● **Task objective**:
Write out all of the following lines word for word.

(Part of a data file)
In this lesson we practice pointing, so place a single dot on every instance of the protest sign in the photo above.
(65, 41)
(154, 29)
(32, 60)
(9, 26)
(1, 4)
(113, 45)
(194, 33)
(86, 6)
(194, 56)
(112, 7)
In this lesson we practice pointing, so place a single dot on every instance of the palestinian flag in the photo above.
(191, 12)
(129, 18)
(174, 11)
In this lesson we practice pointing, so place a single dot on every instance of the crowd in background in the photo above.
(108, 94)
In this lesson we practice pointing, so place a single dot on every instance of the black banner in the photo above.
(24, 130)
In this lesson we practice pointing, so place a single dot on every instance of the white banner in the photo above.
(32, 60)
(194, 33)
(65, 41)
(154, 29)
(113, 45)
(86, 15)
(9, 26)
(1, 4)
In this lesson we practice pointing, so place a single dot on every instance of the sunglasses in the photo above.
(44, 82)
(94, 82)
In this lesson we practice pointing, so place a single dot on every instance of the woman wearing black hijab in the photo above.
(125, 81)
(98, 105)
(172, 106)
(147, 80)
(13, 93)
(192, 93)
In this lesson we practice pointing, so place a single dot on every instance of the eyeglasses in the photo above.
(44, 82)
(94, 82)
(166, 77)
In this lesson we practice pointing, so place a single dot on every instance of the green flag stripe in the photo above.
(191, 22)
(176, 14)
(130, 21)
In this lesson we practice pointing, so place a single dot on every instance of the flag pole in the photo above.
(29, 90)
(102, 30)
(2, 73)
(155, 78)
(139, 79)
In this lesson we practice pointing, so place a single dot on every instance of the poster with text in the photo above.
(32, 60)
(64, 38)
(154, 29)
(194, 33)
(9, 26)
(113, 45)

● **Finished task**:
In this lesson we practice pointing, so place a single dot on every instance of the protest sign in the photo above.
(65, 41)
(154, 29)
(32, 60)
(9, 26)
(1, 4)
(113, 45)
(194, 33)
(86, 6)
(194, 56)
(112, 7)
In this lesson we practice pointing, so place a single dot on every instance of the palestinian flag in the photo above.
(191, 12)
(129, 18)
(174, 11)
In this lesson we practice pointing, so place a single dot on every instance of the crowd in background in the photo above.
(108, 94)
In this lesson we practice pointing, so place a single dot on every instance of the black banner in the photo above.
(24, 130)
In this lesson we practice pointing, so place a single dot on every instance of the white banner in the photo above.
(32, 60)
(194, 33)
(65, 41)
(154, 29)
(113, 45)
(86, 15)
(9, 26)
(1, 4)
In this lesson we practice pointing, so place a single dot on every instance of the sunglasses in the photo above.
(44, 82)
(94, 82)
In this lesson we practice pointing, so place a single dot on every instance of the woman wearing black hijab in the photo above.
(125, 81)
(98, 105)
(172, 106)
(147, 80)
(13, 93)
(192, 93)
In this lesson we practice pointing, so place a single dot on every instance of the eyeglasses in the photo above.
(44, 82)
(94, 82)
(166, 77)
In this lesson we practice pointing, so place a single dot on every instance of the green flag stripe in the photo above.
(191, 22)
(176, 14)
(130, 21)
In this lesson we practice pointing, so place a single dot on every instance of the flag pole in the photo above.
(29, 90)
(102, 30)
(2, 73)
(155, 78)
(139, 79)
In this lesson we practice pointing, so place a single dot on every instance of the poster with text in the photo above.
(32, 60)
(64, 38)
(154, 29)
(194, 33)
(9, 26)
(113, 45)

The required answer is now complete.